• _Objective_
Rewrite all the items with "innermost" replaced by "most central" wherever it appears, changing nothing else, and leave the pictures out of your answer.

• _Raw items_
====================

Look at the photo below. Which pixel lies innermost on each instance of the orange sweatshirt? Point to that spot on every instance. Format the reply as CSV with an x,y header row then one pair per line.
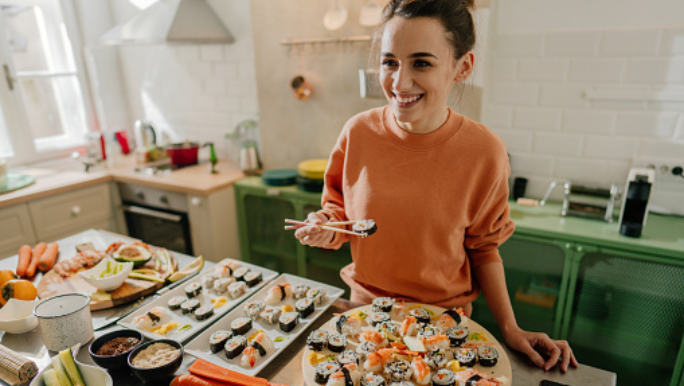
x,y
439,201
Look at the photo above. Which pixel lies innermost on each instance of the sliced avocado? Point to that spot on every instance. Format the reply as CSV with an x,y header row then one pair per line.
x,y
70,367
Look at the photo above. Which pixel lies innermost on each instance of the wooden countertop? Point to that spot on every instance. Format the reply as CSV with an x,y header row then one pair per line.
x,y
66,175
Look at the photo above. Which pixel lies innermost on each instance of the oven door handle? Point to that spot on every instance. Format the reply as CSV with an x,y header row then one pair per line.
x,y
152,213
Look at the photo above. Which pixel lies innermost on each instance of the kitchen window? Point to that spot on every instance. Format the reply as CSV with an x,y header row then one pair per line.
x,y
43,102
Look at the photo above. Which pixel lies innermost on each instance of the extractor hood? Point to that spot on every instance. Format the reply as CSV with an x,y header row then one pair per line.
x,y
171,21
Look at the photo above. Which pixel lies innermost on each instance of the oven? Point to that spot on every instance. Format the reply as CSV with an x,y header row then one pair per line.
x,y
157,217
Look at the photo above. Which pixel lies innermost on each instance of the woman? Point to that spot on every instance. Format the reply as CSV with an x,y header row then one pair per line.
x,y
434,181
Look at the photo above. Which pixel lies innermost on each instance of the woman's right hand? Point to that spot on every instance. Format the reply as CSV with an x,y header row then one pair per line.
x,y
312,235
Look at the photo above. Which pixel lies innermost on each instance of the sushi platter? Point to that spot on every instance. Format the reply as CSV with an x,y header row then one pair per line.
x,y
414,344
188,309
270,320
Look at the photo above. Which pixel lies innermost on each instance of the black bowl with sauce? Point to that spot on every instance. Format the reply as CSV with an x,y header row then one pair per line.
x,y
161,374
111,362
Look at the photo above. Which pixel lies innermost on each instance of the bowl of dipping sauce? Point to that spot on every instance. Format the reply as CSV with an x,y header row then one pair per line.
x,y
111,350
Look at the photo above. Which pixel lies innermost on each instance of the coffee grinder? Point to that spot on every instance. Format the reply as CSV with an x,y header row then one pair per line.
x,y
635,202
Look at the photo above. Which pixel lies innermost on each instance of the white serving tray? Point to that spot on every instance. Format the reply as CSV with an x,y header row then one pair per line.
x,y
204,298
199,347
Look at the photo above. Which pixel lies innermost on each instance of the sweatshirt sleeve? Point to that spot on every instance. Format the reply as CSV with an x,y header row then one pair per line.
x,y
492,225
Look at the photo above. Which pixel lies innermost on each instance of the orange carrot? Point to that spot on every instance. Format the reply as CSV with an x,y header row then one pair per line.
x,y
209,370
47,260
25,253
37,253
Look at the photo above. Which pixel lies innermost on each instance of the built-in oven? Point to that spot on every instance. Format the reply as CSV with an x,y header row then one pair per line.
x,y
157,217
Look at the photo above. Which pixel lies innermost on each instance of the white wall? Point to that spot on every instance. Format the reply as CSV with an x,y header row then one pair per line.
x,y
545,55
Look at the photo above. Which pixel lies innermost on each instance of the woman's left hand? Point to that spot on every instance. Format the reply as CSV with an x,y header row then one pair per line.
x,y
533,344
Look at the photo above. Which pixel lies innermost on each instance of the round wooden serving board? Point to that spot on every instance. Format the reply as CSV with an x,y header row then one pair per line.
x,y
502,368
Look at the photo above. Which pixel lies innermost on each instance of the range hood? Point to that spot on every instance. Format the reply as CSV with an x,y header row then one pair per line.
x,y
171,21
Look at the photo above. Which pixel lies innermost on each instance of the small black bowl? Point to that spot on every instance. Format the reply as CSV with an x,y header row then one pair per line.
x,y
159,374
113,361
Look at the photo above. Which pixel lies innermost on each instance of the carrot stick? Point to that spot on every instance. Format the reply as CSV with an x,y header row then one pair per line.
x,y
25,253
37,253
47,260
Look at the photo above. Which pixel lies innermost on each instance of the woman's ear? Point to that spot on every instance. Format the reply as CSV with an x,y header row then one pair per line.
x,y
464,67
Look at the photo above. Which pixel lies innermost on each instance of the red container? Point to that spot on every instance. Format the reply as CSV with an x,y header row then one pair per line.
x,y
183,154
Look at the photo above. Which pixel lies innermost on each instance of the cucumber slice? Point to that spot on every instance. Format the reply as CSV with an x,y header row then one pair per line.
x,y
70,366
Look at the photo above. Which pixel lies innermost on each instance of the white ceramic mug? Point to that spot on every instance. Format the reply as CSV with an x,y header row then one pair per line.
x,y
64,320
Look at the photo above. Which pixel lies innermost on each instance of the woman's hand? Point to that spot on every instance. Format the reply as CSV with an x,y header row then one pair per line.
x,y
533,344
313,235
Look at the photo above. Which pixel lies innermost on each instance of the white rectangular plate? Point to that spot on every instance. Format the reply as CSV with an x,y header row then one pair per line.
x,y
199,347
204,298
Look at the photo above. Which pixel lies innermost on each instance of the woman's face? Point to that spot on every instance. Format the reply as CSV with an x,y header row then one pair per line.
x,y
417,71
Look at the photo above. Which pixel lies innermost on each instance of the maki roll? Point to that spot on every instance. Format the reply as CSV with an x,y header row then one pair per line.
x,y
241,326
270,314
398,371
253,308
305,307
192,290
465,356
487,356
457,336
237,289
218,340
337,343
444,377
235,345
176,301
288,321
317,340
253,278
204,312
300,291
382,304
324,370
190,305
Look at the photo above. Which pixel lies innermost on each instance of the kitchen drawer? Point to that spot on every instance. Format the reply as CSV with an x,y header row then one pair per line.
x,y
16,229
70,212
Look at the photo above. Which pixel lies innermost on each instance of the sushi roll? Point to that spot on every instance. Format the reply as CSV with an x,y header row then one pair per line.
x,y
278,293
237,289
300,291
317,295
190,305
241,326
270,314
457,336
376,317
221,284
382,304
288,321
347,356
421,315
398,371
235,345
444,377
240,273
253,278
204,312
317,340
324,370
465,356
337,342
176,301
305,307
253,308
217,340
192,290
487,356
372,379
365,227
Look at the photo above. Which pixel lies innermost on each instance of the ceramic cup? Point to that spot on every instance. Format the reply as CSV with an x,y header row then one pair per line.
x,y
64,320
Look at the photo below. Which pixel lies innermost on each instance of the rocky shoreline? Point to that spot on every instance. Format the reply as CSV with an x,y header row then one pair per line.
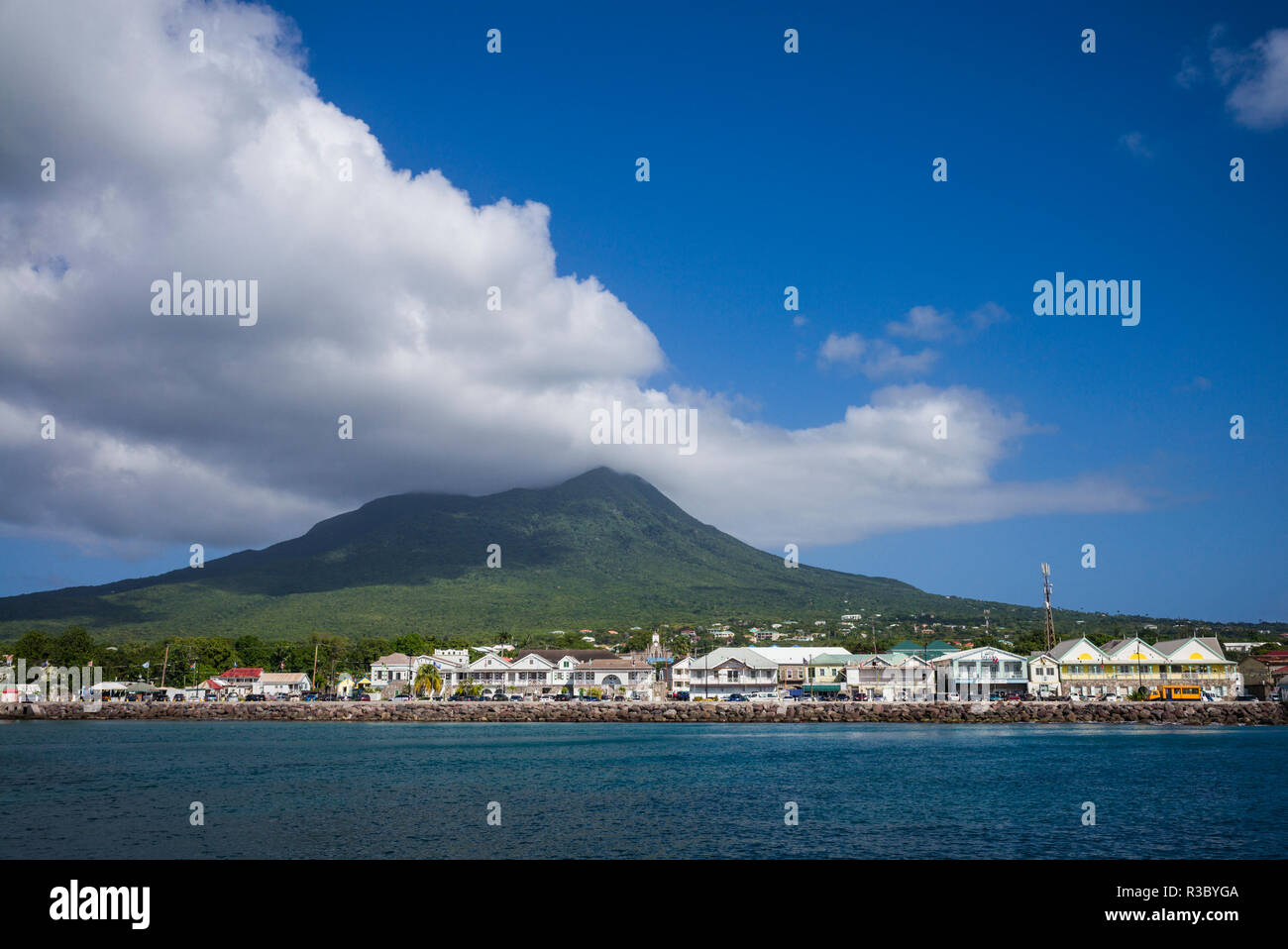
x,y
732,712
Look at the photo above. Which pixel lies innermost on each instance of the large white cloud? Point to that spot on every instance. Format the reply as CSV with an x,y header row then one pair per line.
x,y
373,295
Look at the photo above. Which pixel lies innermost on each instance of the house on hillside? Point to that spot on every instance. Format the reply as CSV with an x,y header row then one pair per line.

====================

• _Written reply_
Look at the photo below. Which pixel lies most central on each instance of the orange sweatshirt? Point to that spot on every instance. Format the reply as CSV with an x,y header row then one pair per line.
x,y
439,201
Look at the photo above. Which pixel lies most central on each instance of the sliced avocado? Point to that spot on every instance. Format the reply as CSV with an x,y header row then one pair per line.
x,y
70,367
Look at the photo above. Which pixel lies most central on each instance of the wooden countertop? Point to that spot on every instance. Format the reply as CSV with an x,y header row then one pair per line.
x,y
66,175
Look at the photo above. Which pixel lies most central on each instance of the oven door handle? Point to that spot on every instance. Format the reply as CSV with an x,y header row then one pair per line.
x,y
152,213
Look at the photo above. Which pixel lies most central on each instance of the kitchen window? Point to that spot on every instance. Format the reply as CSV with an x,y header row then one pair per line.
x,y
43,102
Look at the photo above. Which pixel lies most central on each instance of the extractor hood? Point to that spot on every instance. Format the reply as CSV with an x,y header row then one pair per line.
x,y
171,21
Look at the photo above. Which pixel lies most central on each instance of the oven? Point to that spot on every instance. Format the reply as CSV with an x,y header row then one pair per line.
x,y
157,217
Look at the photo above. Which pixel lies most central on each instance of the woman? Point to that spot on every instance. Format the reply as CSV with an x,y header row then one pair per line.
x,y
434,181
Look at the photo above. Which pixel lies most central on each instance of the woman's right hand? Point to that spot on every instance. Format the reply as CSV with an x,y header row then one pair per line.
x,y
312,235
Look at the photo above. Which pixel lies most central on each instance of the sushi platter? Point to that spot on every instance. Format the reply as CSV with an x,y header row then one pair per line.
x,y
414,344
188,309
270,320
Look at the photo above. Which pixel lies most central on each instance of the black bowl with sauce? Point to that spot on every instance. Format the reply as CSV with an x,y header row then one pair per line.
x,y
161,374
111,362
Look at the photo above. Which pixel lies most central on each instance of the bowl of dipping sauce? Point to that spot on every instance. Format the reply as CSV with an x,y header row then one pair per line.
x,y
111,350
Look at the photo above. Which pixel lies most central on each instance of the coffee grinder? Point to that spot on every instance. Format the reply as CSV with an x,y header row then one pair per line.
x,y
635,202
Look at the photo above. Which pixel lies most central on each instance of the white serving tray? Point to that spot on every instance. Format the reply as CSV with an x,y header row then one pair per line.
x,y
204,298
199,347
Look at the photo above. Which pixel lies most central on each instance of the sweatshirt sleeve? Point to that spot on every instance. Format the reply as CSV with an x,y header row then one pair per line.
x,y
492,225
Look at the photo above. Which pixel lies most central on each instance of the orange carrot? Point to that spot on every instance. Format the reply as CSV with an x,y header row then one pair per line.
x,y
209,370
47,260
25,253
37,253
Look at the photo above. Which pixel lies most central on each instance of the built-in oven? Point to that spot on every instance. Format the reply as CSV with an x,y header row then one pair per line.
x,y
157,217
Look at the photo above. Which pixel lies most central on each instance of the white wall? Point to that spot on every instance. Format the reply as CSV with an x,y header row then one pair per line.
x,y
545,55
Look at the photo above. Which pixel lies most central on each instance of the woman's left hand? Point to that spot on every instance. Format the reply as CSV with an x,y header row then one pair per line.
x,y
533,344
Look at the photo above. Which pixel lies most central on each instance of the round wooden serving board? Point to that spot on every instance. Format the reply as CSV with an x,y header row then one pair per line.
x,y
502,368
Look at the photo above. Which pixel lies most central on each instance of the range hood? Point to that spot on every instance. Format the reply as CSV with an x,y header row then one pair per line.
x,y
171,21
Look at the photo above. Which pixel lies most central on each instance of the small black bowl? Point to that spot on every instance. Format the reply as CSV with an x,y header row then one pair per line.
x,y
159,374
113,361
Look at the photo above. Which pixel lies most central on each instance of the carrot stick? Point to that spot on every instance. Format the reply as CSV with an x,y header row then one pair per line.
x,y
25,253
37,253
47,260
Look at the photo above. Which pixel lies most central on each instance of the woman's ear? Point to that spot on every instance. Format the reply as CSV with an x,y header row then one pair per line.
x,y
464,67
Look at the photo above. Which pixel lies most central on each instance of the red container? Point to that spot on every instance. Format the reply as CSV with an x,y header row then one pair per line.
x,y
183,154
Look at the photo above. Which pixel lies most central on each instance of the cucumber slice? Point to that spot on every instance. Format the reply as CSV with an x,y header row then one pair per line.
x,y
70,366
Look at the photo above. Which pixel lies most central on each instance of the white ceramic mug? Point to that spot on every instance. Format the reply as CSV with an x,y header row then one pair per line.
x,y
64,320
Look at the photo above. Which pixel lies most central on each instance of the woman's hand? Point to that spot on every instance. Format the reply as CSV with an x,y header row then one pair per line.
x,y
533,344
313,235
Look at the photo above. Which pixel lies most central on each instance of the white rectangular plate? Point to that spot on every instance. Format the reply as CSV with an x,y header row then one pair per line.
x,y
199,347
204,298
Look at the photo above. Which pixel lies most central on each instance of the woman's face? Point to that spot on every instance. Format the reply as CSV with an x,y header row then one pair per line.
x,y
417,71
Look at the photo above. Which pixel lies most central on each instance of the maki roll? Point to that spot on every instance. Format the reply as CSV with an x,y header row then one pair per line.
x,y
241,326
270,314
398,371
253,308
305,307
192,290
465,356
487,356
457,336
237,289
218,340
337,343
444,377
235,345
176,301
288,321
317,340
253,278
204,312
300,291
382,304
324,370
190,305
Look at the photo above. Which pixel lies most central on each instance of the kitchen drawer? Point to that spot on every instance. Format the reply as CSV with an x,y header row then one pair per line.
x,y
16,229
70,212
Look at the photo above. Which pixel lies most central on each instance of the sushi roll? Point to that spot on every instance. Format the reply as CSV with an x,y header row then one pair per line.
x,y
278,293
237,289
300,291
317,295
190,305
241,326
270,314
457,336
376,317
221,284
382,304
288,321
347,356
421,315
398,371
235,345
444,377
240,273
253,278
204,312
317,340
324,370
465,356
337,342
176,301
305,307
253,308
217,340
192,290
487,356
372,379
365,227
Look at the photo above. Which pixel lies most central on each instance of the ceramic cup? Point to that spot on every instance. Format the reply as CSV with an x,y header row then one pair per line.
x,y
64,320
Look at the photo below. Which pixel lies most central on each instance of the rocky shoreline? Point to that spot on every instance. Format the reply as CSV with an x,y header row then one pair per line.
x,y
732,712
Look at the photo above. Which pixel lies most central on each instance of the large white cloud? Point to that spot on every instance. Format the reply as CSV with an x,y header row then one pair per line.
x,y
373,295
Look at the photo above. Which pixel lies most central on each instance of the house on hillside? Point to that spot on every instance. Format the reply as CSV with an x,y header row then one pair per line.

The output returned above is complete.